▶ TEXTAUSSCHNITT:
------------------------------------------------------------------------

Neben der extrem hohen Lebensqualität in Mailand bzw. prinzipiell in Italien gab es noch ein weiteres Plus. Wir sind nicht weit weg von zu Hause. Du kannst dich am Morgen ins Auto setzen und bist, auch wenn es sicher fünfeinhalb Stunden dauert, am Nachmittag da. Aber wie gesagt, steht die Chance auf sportlichen Erfolg an erster Stelle. Du opferst viel Zeit, auch viel Zeit mit der Familie und den Kindern. Wenn es am Ende nur darum gehen würde, möglichst viel Kohle einzusammeln, wäre es letztendlich nur eine Art Schmerzensgeld.

 

Hast du unter diesen Gesichtspunkten auch Verständnis für die Absage von Nikola Jokic, weil er Zeit mit der Familie oder mit seinen Pferden verbringen möchte?

 

Natürlich habe ich das Verständnis, eben auch, weil die NBA aufgrund der Media Exposure noch einmal eine ganz andere Geschichte ist. Die Spieler stehen die ganze Zeit im Rampenlicht und müssen sich zu irgendwelchen Dingen äußern. Ich glaube, er ist halt einfach glücklich, wenn er zu Hause sein kann, mit seinen Pferden Zeit verbringt, auch mal einen Balkan-Teller essen oder in Ruhe ein Bierchen trinken kann. Du hast die NBA-Meisterschaft gewonnen, möchtest anschließend so schnell wie möglich zurück in deine Komfortzone. Zudem ist er auch eher nicht der Typ, der sich großartig feiern lassen muss. Insofern kann ich das absolut verstehen.

------------------------------------------------------------------------

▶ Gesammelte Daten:
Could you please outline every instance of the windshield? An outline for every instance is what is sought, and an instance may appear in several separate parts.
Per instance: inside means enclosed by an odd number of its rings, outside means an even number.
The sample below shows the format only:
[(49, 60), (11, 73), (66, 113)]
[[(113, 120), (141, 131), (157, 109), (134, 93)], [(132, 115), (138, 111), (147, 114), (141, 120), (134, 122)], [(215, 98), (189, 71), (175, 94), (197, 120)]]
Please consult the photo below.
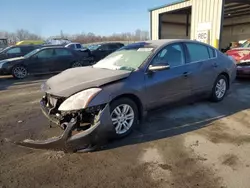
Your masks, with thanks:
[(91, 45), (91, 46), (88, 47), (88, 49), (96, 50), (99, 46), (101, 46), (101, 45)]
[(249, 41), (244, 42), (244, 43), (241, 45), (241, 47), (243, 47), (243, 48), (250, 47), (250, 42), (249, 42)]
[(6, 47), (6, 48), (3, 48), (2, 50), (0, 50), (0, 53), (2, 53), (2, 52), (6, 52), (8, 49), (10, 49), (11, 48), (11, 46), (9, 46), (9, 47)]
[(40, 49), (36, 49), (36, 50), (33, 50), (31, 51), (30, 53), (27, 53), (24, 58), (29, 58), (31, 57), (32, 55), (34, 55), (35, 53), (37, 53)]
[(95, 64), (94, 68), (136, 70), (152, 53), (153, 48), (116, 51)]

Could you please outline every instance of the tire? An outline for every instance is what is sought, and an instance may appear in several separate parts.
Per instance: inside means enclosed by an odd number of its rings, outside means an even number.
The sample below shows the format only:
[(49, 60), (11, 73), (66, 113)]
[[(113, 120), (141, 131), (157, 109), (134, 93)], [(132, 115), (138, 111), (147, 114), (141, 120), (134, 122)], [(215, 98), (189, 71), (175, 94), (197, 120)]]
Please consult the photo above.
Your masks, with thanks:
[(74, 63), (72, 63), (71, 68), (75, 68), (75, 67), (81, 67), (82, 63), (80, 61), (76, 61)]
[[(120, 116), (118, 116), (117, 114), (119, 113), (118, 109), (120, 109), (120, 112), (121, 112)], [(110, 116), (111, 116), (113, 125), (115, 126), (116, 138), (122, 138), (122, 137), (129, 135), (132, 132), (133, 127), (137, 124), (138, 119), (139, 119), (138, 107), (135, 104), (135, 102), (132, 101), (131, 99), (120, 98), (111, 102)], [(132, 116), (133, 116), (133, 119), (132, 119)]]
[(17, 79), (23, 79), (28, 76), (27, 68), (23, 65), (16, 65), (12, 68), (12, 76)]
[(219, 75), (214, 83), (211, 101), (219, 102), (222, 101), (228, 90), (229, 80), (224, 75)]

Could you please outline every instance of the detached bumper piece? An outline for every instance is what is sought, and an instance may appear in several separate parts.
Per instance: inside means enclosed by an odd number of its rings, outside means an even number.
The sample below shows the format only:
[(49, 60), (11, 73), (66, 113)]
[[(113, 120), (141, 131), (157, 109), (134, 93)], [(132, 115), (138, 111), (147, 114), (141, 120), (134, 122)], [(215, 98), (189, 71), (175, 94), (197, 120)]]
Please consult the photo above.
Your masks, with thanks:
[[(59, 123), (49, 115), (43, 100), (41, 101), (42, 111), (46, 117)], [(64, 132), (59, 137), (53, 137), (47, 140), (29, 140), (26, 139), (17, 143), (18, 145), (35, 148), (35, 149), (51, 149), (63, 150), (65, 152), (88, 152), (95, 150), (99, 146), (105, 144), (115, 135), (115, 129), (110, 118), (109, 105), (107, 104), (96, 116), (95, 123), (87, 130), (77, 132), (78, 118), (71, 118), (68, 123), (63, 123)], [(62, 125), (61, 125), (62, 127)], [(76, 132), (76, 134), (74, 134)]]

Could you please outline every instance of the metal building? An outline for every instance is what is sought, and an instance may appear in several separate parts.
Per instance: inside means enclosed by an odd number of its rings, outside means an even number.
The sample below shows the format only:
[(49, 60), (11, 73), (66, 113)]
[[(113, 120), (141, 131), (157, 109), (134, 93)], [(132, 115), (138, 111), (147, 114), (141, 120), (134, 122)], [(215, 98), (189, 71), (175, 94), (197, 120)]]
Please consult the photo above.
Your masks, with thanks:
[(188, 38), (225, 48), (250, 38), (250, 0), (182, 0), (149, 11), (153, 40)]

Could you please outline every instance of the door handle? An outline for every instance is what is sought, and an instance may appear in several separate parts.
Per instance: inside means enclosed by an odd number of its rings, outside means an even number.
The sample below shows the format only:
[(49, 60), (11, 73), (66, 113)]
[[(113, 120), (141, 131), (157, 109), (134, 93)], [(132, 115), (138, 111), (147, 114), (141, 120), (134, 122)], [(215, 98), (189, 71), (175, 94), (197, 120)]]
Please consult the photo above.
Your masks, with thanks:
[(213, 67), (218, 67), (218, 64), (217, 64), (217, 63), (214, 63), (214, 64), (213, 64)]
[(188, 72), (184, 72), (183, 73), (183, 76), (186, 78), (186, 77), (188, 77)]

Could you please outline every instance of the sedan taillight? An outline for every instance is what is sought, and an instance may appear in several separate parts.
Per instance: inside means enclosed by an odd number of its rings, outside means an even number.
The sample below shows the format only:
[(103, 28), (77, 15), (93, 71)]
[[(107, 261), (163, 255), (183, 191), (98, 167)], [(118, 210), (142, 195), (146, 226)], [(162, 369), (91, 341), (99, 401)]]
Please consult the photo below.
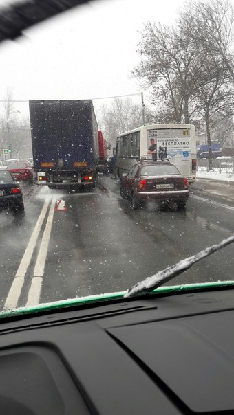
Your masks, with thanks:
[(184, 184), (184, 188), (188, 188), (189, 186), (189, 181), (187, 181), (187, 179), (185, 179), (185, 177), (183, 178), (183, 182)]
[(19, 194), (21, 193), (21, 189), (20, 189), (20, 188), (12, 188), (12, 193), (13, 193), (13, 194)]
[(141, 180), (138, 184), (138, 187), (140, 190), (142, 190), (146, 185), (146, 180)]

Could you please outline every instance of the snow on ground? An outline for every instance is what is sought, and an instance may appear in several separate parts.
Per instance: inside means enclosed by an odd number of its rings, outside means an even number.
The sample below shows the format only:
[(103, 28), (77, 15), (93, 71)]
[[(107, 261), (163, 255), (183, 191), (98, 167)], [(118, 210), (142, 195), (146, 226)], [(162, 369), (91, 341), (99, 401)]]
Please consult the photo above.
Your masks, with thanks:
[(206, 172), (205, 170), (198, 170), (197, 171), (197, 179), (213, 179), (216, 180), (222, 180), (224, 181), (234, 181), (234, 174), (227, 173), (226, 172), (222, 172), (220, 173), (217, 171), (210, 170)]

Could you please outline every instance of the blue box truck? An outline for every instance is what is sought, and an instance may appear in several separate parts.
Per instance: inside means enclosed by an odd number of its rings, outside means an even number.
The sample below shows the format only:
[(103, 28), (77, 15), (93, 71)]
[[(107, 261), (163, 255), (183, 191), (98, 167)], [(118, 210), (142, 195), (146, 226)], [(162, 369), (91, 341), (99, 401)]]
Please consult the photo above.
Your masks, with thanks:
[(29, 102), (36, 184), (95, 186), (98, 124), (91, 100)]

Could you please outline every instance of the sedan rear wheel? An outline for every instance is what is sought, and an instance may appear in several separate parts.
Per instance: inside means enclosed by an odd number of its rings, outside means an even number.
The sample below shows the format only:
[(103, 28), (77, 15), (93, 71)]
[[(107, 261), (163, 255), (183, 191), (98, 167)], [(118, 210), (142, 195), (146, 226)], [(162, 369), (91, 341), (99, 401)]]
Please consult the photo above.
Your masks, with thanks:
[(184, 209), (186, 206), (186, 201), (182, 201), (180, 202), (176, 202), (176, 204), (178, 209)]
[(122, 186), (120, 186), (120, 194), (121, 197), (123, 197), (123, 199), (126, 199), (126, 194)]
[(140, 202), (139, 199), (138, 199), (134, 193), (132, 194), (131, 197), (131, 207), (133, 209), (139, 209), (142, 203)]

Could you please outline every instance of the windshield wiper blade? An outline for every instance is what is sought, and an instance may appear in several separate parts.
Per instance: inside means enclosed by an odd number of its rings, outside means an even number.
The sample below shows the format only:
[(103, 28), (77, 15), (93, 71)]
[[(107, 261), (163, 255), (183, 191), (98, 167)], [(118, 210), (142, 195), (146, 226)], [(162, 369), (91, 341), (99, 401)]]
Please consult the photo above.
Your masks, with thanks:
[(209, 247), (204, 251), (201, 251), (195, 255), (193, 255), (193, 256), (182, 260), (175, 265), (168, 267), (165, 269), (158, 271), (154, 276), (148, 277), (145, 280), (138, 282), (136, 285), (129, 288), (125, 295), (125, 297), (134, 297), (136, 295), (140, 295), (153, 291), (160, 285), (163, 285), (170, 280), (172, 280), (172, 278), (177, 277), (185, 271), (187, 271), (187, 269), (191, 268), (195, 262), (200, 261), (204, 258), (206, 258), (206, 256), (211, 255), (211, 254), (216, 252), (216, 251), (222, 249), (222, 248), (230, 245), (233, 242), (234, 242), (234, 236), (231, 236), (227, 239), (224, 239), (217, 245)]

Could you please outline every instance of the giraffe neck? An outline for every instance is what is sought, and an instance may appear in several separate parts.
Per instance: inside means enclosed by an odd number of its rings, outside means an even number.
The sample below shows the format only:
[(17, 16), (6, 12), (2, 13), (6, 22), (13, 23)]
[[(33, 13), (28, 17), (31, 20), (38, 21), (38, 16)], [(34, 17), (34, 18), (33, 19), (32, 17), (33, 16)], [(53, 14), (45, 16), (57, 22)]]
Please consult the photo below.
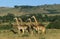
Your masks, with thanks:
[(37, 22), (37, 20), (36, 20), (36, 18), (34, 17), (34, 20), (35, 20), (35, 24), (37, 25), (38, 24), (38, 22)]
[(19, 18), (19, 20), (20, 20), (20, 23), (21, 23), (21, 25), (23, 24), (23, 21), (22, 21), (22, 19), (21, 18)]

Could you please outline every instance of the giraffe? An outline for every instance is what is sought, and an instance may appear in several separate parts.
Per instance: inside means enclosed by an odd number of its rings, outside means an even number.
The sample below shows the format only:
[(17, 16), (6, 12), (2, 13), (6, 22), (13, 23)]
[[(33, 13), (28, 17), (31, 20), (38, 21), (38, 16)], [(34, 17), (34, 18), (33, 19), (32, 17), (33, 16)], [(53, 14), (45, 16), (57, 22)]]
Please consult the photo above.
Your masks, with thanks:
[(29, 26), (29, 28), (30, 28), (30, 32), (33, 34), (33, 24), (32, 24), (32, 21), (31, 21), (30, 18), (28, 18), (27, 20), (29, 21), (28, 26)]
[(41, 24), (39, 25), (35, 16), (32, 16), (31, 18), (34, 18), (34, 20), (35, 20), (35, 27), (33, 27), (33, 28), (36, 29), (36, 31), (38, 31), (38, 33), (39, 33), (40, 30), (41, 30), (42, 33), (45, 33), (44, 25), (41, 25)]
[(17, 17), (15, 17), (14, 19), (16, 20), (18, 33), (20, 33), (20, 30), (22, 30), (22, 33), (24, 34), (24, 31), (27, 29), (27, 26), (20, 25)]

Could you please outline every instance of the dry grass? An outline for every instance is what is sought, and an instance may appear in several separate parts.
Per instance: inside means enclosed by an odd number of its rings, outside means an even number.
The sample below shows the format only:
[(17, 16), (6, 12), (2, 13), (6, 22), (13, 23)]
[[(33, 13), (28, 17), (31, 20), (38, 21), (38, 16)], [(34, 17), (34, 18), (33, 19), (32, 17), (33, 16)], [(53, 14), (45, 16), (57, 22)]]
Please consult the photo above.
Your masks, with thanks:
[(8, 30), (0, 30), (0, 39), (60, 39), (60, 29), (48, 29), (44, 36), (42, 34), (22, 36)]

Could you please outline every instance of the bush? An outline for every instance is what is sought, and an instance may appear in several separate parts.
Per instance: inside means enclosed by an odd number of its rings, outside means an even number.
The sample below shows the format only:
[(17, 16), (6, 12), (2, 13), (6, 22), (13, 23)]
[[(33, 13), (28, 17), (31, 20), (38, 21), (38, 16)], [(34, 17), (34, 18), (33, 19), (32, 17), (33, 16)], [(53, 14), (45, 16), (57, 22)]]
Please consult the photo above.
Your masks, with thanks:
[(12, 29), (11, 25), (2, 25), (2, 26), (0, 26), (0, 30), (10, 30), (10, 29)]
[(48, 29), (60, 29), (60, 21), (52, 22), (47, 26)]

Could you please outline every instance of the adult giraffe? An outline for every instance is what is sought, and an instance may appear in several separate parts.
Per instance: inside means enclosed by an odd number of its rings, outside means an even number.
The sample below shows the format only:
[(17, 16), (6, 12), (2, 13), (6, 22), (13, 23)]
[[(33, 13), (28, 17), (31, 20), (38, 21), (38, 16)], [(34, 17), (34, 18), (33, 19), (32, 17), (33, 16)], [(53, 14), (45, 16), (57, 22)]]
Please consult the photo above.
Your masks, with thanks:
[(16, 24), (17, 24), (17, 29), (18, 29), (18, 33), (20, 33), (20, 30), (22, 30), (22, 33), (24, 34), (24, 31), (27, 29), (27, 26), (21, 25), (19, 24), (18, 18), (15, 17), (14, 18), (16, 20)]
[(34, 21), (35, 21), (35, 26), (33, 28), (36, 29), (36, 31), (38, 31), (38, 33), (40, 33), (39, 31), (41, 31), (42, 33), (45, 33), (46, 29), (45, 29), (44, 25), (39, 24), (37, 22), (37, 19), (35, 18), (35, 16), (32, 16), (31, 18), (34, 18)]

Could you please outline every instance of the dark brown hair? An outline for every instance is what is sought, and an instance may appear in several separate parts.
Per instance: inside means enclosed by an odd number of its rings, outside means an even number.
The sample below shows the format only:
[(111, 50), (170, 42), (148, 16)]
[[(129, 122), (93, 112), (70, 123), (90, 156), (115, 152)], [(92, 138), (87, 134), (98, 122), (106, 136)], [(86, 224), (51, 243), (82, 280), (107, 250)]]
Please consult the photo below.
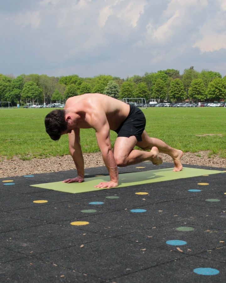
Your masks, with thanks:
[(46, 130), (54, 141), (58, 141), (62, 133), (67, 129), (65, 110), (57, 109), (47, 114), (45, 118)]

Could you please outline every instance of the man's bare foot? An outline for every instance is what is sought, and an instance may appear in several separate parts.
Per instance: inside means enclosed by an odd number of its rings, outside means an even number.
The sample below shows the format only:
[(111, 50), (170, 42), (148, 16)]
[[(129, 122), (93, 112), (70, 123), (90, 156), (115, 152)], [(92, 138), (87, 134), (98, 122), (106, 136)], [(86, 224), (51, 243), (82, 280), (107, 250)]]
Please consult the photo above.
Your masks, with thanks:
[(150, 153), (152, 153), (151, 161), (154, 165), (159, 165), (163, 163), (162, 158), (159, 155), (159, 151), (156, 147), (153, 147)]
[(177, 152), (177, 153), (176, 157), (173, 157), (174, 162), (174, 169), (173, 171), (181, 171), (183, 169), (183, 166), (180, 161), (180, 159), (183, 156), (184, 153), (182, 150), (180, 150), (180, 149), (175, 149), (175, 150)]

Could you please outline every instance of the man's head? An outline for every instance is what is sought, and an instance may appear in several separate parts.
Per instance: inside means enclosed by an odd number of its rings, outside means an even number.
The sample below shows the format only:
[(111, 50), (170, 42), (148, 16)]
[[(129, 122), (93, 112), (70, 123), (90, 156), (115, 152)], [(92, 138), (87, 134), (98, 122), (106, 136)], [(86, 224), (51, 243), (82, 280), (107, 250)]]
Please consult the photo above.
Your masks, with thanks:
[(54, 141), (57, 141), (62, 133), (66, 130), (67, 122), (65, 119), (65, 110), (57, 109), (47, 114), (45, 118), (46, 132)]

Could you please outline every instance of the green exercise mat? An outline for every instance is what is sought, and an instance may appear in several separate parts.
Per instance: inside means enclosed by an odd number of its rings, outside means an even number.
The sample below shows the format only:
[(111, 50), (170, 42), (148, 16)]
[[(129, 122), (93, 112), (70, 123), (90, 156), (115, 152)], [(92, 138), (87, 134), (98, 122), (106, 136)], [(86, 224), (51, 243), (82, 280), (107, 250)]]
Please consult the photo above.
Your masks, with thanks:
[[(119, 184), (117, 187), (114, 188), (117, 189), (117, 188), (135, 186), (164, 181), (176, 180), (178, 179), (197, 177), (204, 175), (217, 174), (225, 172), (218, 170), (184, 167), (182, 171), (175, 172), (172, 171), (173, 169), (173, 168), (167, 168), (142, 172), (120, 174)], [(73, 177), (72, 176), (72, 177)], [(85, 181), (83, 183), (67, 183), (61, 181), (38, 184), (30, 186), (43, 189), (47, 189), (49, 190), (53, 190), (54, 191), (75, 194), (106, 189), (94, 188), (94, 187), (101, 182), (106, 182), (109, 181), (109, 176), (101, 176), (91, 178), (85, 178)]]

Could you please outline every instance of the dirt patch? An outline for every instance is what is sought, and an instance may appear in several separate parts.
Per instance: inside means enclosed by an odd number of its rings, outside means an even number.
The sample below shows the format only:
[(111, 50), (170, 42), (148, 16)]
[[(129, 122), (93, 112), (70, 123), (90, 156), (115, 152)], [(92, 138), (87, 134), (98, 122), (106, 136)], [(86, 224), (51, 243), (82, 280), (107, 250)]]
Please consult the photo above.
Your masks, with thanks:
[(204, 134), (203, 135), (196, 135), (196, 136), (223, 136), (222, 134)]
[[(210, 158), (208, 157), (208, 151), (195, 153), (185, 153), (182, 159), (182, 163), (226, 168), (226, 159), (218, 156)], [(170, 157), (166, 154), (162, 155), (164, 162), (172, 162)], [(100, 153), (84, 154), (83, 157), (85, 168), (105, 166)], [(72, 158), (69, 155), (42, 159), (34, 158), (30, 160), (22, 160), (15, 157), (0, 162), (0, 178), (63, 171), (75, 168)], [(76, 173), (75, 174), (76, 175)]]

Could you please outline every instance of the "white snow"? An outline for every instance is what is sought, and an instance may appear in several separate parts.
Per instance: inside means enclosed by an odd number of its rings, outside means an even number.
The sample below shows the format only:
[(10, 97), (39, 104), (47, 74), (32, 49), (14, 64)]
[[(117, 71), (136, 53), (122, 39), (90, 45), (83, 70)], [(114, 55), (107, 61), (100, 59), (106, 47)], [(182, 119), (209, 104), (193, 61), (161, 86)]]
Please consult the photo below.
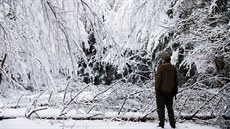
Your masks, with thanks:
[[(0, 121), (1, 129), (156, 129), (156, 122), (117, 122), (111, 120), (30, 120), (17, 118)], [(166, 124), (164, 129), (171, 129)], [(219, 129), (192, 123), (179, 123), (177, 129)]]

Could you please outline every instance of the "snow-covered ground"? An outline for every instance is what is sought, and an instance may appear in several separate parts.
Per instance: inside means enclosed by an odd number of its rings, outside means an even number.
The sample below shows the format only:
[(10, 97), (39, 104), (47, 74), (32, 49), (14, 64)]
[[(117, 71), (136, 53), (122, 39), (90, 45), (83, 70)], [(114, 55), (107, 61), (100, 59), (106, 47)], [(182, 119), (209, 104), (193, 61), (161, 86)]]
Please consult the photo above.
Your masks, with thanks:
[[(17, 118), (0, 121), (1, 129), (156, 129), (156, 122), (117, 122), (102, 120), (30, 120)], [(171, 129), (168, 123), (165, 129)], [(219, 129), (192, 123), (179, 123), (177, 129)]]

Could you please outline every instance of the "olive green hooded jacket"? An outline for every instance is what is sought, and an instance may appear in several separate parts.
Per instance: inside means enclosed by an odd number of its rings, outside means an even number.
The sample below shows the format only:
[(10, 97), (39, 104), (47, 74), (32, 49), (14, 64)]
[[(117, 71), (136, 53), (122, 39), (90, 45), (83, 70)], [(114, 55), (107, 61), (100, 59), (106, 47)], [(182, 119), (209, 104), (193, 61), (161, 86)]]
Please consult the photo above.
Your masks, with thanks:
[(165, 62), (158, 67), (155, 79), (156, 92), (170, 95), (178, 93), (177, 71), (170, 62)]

------------------------------------------------------------------------

▶ GELESENES ANWENDEN:
1: Wie lange dauert laut dem Textausschnitt die Autofahrt von Mailand nach Hause?
2: Führe den Textausschnitt über Mailand und Nikola Jokic nach seinem letzten Satz weiter.

▶ ANTWORTEN JE AUFGABE:
1: Sie dauert sicher fünfeinhalb Stunden.

2:
EA7 Emporio Armani Milano - Giorgio Armani ist Eigentümer und Namensgeber des Clubs. Wie viele Anzüge hängen mittlerweile in deinem Schrank?

 

Von Armani nur einer, vom Verein gestellt. Insgesamt sind es aber auch nur drei. (lacht)

 

Mailand hat zwei überaus renommierte Fußballclubs. Warst Du während der letzten Saison mal im Giuseppe Meazza und welchen der beiden Clubs gehören neben Dynamo Dresden deine Sympathien?

 

Ich wohne in Sichtweite zum Stadion, habe es in der letzten Saison aber tatsächlich nicht einmal geschafft, zum Fußball zu gehen. Fußläufig wären das vielleicht maximal zehn Minuten. Dennoch hat sich die Gelegenheit nicht ergeben. Am Anfang war die Eingewöhnung ein Thema und als wir mal gehen wollten, war das Spieljahr der Serie A fast vorbei. Aber gehört haben wir es sehr oft. Das Appartement befindet sich auf einer Seite, von der man halb reinschauen kann. Ich habe also immer gesehen, wenn ein Spiel lief, war dann aber nur so halb im Stadion (lacht). Sympathien habe ich da eher für Inter, ohne genau sagen zu können, warum. Dresden bleibt die klare Nummer 1.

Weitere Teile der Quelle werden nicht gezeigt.